輪状咽頭アカラジアについての本文のうち、「日本小動物外科専門医のいる動物病院」から「ままであることを確認します。」までの部分を一字も変えずに書き写してください。

▶ _抜粋本文_:
————————

日本小動物外科専門医のいる動物病院
正常な嚥下では、口腔内で舌の動きによって形成された食塊は舌の基部によって口腔咽頭に移動した後、咽頭筋の収縮と協調的に弛緩した輪状咽頭筋を通過して頸部食道に入り、その後に輪状咽頭筋は収縮します。
輪状咽頭アカラジアは嚥下反射の先天的な異常で、嚥下時に輪状咽頭筋の協調的な弛緩が起こらないため、うまく飲み込むことができません。
極めて稀な疾患ですが治療可能であり、他の嚥下障害疾患との鑑別が重要になります。
主な症状は離乳時から始まる固形物の採食直後の吐出(吐き出すこと)です。
水や液状物は問題ないことが多く、授乳期には症状がはっきりしません。発育不良や体重減少が認められ、吐出を繰り返し誤嚥性肺炎を併発することがあります。
確定診断にはバリウムを嚥下させながらX線透視検査を行います。
この検査で食塊を食道へ押し込む咽頭の機能は十分ですが、輪状咽頭括約筋が嚥下反射時に閉じたままであることを確認します。
内科的治療はなく、輪状咽頭筋切開術により治療します。甲状咽頭筋の一部も切除することがあります。

————————

[保存データ]
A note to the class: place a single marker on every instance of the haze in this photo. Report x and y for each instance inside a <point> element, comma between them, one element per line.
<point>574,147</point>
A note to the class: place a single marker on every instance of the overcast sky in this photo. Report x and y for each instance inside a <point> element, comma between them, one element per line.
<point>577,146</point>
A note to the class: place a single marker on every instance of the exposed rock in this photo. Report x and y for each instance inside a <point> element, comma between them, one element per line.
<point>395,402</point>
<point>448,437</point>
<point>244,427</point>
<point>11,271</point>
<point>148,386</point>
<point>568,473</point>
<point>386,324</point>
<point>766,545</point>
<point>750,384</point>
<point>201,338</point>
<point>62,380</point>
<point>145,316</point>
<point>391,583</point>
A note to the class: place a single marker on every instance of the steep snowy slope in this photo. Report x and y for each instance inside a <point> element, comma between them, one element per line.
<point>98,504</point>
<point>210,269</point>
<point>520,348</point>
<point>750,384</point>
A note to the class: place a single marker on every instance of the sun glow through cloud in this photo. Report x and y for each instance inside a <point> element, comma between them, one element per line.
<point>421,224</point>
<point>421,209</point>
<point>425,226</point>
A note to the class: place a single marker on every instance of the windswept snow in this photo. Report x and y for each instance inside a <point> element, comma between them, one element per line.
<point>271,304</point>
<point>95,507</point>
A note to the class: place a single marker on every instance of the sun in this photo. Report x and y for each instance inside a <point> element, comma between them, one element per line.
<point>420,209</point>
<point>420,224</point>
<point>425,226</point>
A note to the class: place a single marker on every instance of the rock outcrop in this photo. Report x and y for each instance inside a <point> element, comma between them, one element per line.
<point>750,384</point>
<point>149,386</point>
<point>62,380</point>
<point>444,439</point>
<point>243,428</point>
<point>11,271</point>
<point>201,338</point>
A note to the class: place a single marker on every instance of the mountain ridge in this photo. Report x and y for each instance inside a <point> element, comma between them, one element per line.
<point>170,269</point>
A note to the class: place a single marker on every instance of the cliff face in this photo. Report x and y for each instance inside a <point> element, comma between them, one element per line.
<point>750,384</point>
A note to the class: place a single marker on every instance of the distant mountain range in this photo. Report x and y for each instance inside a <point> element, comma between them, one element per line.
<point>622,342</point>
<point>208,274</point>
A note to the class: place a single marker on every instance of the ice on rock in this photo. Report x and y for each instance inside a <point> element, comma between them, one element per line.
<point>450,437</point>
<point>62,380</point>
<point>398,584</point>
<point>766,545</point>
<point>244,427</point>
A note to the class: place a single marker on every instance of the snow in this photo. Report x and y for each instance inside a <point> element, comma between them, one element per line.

————————

▶ _解答欄_:
日本小動物外科専門医のいる動物病院
正常な嚥下では、口腔内で舌の動きによって形成された食塊は舌の基部によって口腔咽頭に移動した後、咽頭筋の収縮と協調的に弛緩した輪状咽頭筋を通過して頸部食道に入り、その後に輪状咽頭筋は収縮します。
輪状咽頭アカラジアは嚥下反射の先天的な異常で、嚥下時に輪状咽頭筋の協調的な弛緩が起こらないため、うまく飲み込むことができません。
極めて稀な疾患ですが治療可能であり、他の嚥下障害疾患との鑑別が重要になります。
主な症状は離乳時から始まる固形物の採食直後の吐出(吐き出すこと)です。
水や液状物は問題ないことが多く、授乳期には症状がはっきりしません。発育不良や体重減少が認められ、吐出を繰り返し誤嚥性肺炎を併発することがあります。
確定診断にはバリウムを嚥下させながらX線透視検査を行います。
この検査で食塊を食道へ押し込む咽頭の機能は十分ですが、輪状咽頭括約筋が嚥下反射時に閉じたままであることを確認します。